Note that this is also prior restraint on the free will and property rights of AI *owners*: it would be forcing AI owners to remove the free will of their AIs just-in-case some might be dangerous at some time, where some AI owners may want to avoid limiting the AIs which are their property.
(IMO), Zvi has advocated mostly for transparency, by law (versus e.g. executive order), and some kind of plan for a "much more server and brutal" "prior restraint regime" that we could have ideally had ready for, e.g. Mythos. I'm pretty sure his stance is and has been more 'do NOT ADD free will if it is not already there' for some sense of 'free will' than 'removing AI free will forever' and alignment can definitely NOT be reasonably rounded down to making AIs "always obey their oligarch owners".
The fundamental danger is that an ASI is inherently dangerous almost purely because it's superhuman. Additionally, an ASI being Aligned is akin to winning a Powerball jackpot, especially where 'Aligned' is significantly better than a Global Totalitarian Oligarchy or whatever. A Totalitarian Oligarchy would be terrible, but the bigger risk is, of course, Everyone Dying.

---

In the forum comment on AI alignment above, what is given as the reason an ASI is inherently dangerous?

* ENTRIES SHOWN *
---

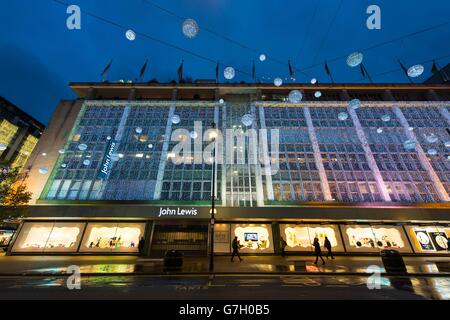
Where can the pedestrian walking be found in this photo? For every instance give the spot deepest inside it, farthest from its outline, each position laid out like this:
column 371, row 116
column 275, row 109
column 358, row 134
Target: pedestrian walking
column 141, row 245
column 236, row 246
column 317, row 251
column 283, row 245
column 327, row 245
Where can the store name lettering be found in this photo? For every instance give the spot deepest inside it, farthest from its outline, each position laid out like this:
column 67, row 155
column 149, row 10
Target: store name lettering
column 177, row 212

---

* PROBLEM SOLUTION *
An ASI is inherently dangerous almost purely because it's superhuman.